[Excerpt provided]
=======

Prepared by: Single Space Strategies for NM Voices for Children
February 04, 2026
Click here to download the memo as a PDF.
For years, we’ve been told that protecting our families and children from the harmful impacts of climate change is too expensive. The reality is that climate change is already costing New Mexico economically, socially, and environmentally. If we don’t act now, our families and communities will continue to suffer from wildfire destruction, water shortages, infrastructure damage, lost income, and increasing demands on state and local budgets.
This memo summarizes findings from a first-of-its-kind dataset analyzing state-level climate costs presented during New Mexico’s 2025 legislative interim session. It tells a clear story: climate impacts already hurt people across the state, and the public is paying for it – through disaster response, reforestation costs, health harms, and infrastructure repairs.
The Costs of Climate Change Dashboard is an interactive tool that allows users to explore the full dataset by geography, climate impact, and sector impact.
Methodology
To build this dataset, Single Space Strategies:
- Manually reviewed all presentations and agendas from relevant 2025 interim legislative committees
- Identified presentations that included climate-related impacts and associated state costs
- Focused only on state-level costs, excluding federal funds
- Standardized data across categories such as:
- Climate Impact Type
- Cost Estimate
- Affected Region
- Sector Affected
- Cost Type
- Allocated statewide or multi-county costs proportionately by population for regional tracking
- Where applicable, tax credits were included in the cost analysis as revenue losses to the state.
All data is visualized in our public interactive Costs of Climate Change Dashboard.
Key Findings from the FY25 Costs of Climate Change Dashboard
Total Climate-Related Costs:
Across dozens of committee hearings, our team identified more than $4.09 billion in climate-related state costs that affect all regions and sectors of our state economy.
The remaining $269.5 million in costs impacted ecosystems and natural resources, the urban and built environment, governance capacity, and energy transition and grid resilience.

=======

[Your task] Copy out the part of the climate costs memo that opens with the words containing "The Costs of" and closes with "and sector impact.", swapping "interactive tool" for "online tool".

[Stored rows]
=======

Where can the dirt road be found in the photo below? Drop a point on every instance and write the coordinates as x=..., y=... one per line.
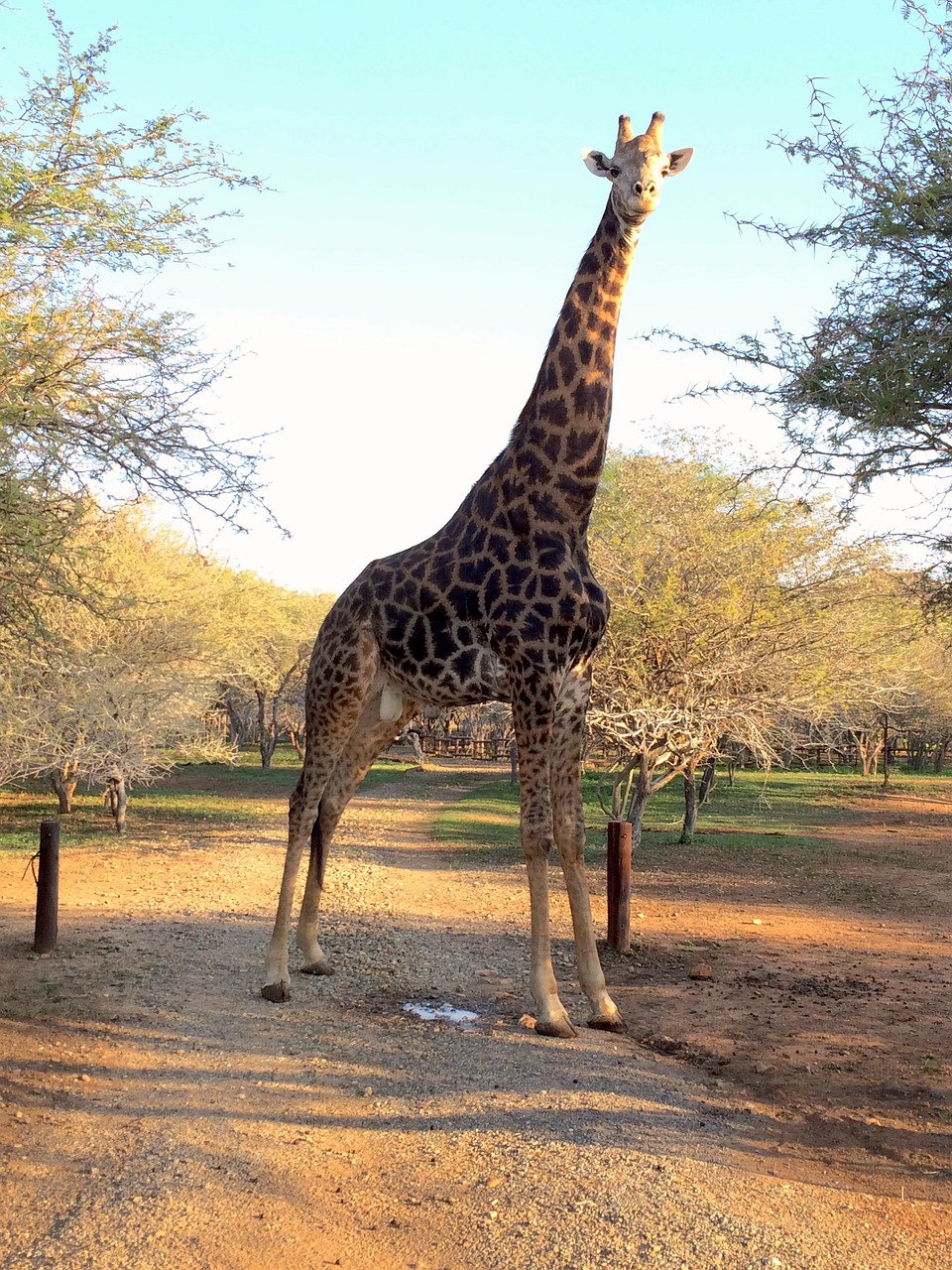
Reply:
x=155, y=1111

=======

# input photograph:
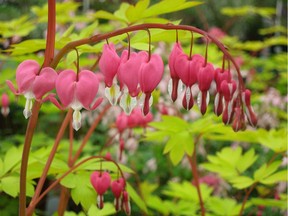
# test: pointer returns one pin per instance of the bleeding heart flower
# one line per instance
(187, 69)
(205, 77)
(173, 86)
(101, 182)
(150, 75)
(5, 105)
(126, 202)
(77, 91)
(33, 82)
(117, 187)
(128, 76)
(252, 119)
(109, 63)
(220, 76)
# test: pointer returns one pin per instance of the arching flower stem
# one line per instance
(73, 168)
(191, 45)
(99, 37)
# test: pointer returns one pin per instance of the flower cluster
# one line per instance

=======

[Reply]
The Costs of Climate Change Dashboard is an online tool that allows users to explore the full dataset by geography, climate impact, and sector impact.